DO THIS ::
Rewrite only the stretch from the line containing "Q: Find one point on every instance of the sun" through the end of the material below, keeping the requests, and raise every coordinate in the answers by 147.

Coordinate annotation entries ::
....

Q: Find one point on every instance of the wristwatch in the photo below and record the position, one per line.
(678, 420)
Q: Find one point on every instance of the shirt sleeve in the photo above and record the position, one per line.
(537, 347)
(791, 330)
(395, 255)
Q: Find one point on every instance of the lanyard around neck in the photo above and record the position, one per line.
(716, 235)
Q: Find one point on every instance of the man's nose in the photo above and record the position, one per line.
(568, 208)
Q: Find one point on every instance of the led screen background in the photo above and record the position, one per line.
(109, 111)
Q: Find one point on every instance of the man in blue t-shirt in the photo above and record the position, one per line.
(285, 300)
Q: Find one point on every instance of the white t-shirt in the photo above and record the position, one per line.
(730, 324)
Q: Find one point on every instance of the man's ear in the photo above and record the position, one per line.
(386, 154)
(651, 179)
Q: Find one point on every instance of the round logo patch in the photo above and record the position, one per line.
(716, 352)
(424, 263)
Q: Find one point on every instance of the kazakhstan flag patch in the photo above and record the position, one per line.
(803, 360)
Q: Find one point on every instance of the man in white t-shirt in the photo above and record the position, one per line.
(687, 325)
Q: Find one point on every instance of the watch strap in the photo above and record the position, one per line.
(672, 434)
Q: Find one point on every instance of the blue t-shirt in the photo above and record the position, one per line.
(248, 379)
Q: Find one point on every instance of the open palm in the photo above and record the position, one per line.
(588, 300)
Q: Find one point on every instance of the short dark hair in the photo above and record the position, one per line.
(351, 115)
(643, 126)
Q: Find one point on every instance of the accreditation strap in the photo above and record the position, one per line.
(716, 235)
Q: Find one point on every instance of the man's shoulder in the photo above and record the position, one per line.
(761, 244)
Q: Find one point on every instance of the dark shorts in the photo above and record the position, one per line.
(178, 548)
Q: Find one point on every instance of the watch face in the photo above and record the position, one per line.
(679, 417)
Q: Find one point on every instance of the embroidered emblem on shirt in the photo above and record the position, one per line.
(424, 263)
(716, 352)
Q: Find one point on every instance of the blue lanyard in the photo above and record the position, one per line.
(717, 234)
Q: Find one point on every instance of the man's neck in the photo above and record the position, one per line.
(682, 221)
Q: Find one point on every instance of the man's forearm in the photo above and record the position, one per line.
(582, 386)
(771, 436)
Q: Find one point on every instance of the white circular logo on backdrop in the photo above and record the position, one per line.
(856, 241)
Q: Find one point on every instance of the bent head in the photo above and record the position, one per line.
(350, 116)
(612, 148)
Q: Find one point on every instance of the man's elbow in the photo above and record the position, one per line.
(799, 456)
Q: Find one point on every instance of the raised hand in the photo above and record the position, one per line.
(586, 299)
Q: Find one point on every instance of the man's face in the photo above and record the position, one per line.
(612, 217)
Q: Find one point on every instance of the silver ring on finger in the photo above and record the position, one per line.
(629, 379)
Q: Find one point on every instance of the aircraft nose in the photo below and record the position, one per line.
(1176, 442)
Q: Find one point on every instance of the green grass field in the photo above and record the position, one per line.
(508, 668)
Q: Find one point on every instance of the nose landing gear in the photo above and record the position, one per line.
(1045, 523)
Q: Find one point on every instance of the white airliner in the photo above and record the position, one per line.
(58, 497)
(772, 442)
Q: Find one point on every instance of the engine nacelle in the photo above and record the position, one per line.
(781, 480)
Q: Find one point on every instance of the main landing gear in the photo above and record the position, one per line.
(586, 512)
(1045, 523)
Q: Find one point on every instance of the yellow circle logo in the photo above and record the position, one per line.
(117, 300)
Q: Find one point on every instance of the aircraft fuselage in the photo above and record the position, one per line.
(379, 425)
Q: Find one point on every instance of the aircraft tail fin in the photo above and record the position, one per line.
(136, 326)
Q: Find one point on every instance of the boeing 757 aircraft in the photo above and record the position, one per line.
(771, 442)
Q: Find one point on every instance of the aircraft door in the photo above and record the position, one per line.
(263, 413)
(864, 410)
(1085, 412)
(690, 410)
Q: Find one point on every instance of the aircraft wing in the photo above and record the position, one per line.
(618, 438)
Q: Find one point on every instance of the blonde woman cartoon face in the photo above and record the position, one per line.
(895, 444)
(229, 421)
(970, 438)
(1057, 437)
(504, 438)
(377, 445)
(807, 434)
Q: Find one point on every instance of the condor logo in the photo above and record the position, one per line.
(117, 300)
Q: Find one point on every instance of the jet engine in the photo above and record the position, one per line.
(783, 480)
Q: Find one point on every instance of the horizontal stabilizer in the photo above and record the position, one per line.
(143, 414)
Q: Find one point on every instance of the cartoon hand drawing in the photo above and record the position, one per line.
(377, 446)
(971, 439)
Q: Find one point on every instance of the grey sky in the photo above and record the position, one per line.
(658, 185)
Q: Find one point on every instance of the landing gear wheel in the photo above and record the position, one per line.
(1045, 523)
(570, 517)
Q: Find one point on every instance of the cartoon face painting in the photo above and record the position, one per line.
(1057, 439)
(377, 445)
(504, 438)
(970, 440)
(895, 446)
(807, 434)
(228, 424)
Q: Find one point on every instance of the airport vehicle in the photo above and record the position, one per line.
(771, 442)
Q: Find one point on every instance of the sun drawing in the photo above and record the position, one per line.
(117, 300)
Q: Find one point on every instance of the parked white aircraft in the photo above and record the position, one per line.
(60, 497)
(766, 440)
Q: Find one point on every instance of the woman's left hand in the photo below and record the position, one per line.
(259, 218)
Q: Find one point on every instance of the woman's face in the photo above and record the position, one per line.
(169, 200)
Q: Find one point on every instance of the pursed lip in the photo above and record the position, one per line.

....

FINISHED TASK ::
Q: Find one point on every instance of the sun drawing in the photo above and record the position, one per line.
(264, 447)
Q: Find one point on every instance of the parked white aircraft in the photo above and record the position, one per line.
(207, 644)
(913, 587)
Q: Find one point on every instance of the woman's left hand in the photo below and record the position, one per line.
(406, 365)
Q: Find one point on every instance of the woman's face in the photo above and record the position, one per line.
(316, 347)
Q: Find one point on every instance of the pursed lip in the photo above and record the position, one per line.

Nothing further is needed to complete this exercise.